■ **Entries provided**:

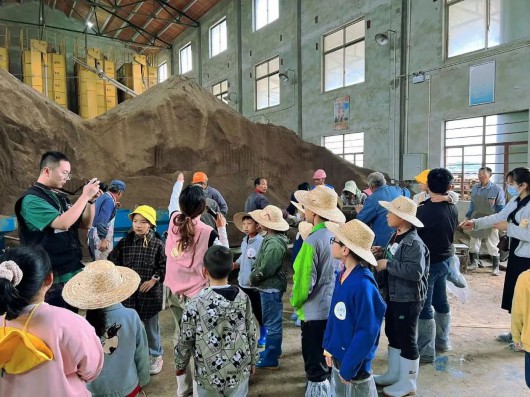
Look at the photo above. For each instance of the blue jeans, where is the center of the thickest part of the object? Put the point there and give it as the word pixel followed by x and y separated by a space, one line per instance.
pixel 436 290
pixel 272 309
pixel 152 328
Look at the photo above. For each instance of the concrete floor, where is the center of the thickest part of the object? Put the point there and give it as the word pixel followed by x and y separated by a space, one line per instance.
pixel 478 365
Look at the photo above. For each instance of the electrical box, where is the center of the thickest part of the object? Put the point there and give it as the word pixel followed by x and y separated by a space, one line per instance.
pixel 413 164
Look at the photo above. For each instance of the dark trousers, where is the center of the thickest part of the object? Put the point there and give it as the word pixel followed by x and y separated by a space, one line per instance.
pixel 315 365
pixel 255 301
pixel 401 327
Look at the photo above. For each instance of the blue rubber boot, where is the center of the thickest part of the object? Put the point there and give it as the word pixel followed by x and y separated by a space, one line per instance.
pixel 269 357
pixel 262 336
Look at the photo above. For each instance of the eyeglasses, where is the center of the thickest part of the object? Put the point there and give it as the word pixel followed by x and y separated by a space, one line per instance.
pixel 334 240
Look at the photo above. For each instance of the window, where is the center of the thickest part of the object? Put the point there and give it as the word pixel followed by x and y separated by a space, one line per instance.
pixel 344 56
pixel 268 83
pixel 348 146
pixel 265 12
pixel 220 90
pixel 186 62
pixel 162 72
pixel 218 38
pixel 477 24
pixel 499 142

■ **Exercise**:
Each line from the one containing "the blue rubber" to the final line of the entries above must be returned exactly, and no other line may appear.

■ **Correct response**:
Look at the photo above. For each instance of the blue rubber boot, where is the center of the thickest part of the object? Put the point there and give it as the word pixel followed by x and y separated by a space, one line per instance.
pixel 269 357
pixel 262 336
Look at the photo above. For each instance of the eyeglasses, where is the center of the thickest part of the object? Put the point there and give it as the word pixel followed by x and y separated by a space, one line per instance.
pixel 334 240
Look at the photo above. For each instance of the window, where is the center of the thickest part of the object? Put the point there and give it as the word pixel followed by x and y separated by a space, one line per instance.
pixel 344 56
pixel 268 83
pixel 348 146
pixel 265 12
pixel 220 90
pixel 186 62
pixel 162 72
pixel 218 38
pixel 477 24
pixel 499 142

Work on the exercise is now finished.